**WRITTEN TASK:** Copy out all of the material below, putting "Locate" in place of every "Detect" and leaving everything else unchanged.

━━━ EXCERPTED DATA ━━━

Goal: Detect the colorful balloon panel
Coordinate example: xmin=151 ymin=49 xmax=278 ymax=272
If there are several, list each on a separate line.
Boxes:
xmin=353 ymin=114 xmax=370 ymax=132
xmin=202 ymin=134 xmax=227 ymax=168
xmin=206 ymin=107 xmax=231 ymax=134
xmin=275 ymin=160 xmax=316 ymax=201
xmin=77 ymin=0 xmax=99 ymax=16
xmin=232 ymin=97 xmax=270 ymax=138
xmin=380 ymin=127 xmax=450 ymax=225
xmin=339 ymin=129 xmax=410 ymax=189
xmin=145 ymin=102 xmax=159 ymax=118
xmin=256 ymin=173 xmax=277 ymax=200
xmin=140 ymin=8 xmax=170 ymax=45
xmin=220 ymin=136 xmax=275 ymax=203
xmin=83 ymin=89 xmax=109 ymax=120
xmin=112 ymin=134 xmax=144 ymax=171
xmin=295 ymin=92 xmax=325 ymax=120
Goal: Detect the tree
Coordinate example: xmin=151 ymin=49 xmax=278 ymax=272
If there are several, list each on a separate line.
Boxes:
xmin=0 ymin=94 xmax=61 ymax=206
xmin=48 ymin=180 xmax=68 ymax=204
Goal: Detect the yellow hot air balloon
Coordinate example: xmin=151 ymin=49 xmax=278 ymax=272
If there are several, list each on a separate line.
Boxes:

━━━

**FINAL RESULT:**
Goal: Locate the colorful balloon panel
Coordinate example: xmin=151 ymin=49 xmax=278 ymax=272
If there are several, list each on a separate line.
Boxes:
xmin=353 ymin=114 xmax=370 ymax=132
xmin=202 ymin=134 xmax=227 ymax=168
xmin=206 ymin=107 xmax=231 ymax=134
xmin=275 ymin=160 xmax=316 ymax=201
xmin=77 ymin=0 xmax=99 ymax=16
xmin=232 ymin=97 xmax=270 ymax=138
xmin=380 ymin=127 xmax=450 ymax=225
xmin=339 ymin=129 xmax=410 ymax=189
xmin=145 ymin=102 xmax=159 ymax=118
xmin=256 ymin=173 xmax=277 ymax=200
xmin=140 ymin=8 xmax=170 ymax=45
xmin=220 ymin=136 xmax=275 ymax=203
xmin=83 ymin=89 xmax=109 ymax=120
xmin=112 ymin=134 xmax=144 ymax=171
xmin=295 ymin=92 xmax=325 ymax=120
Goal: Locate the tree
Coordinate example: xmin=151 ymin=49 xmax=278 ymax=272
If there are several, list each on a separate line.
Boxes:
xmin=0 ymin=94 xmax=61 ymax=206
xmin=48 ymin=180 xmax=68 ymax=204
Goal: Locate the yellow hot air balloon
Coordinate example: xmin=151 ymin=49 xmax=278 ymax=272
If there are several, list each on a separate line.
Boxes:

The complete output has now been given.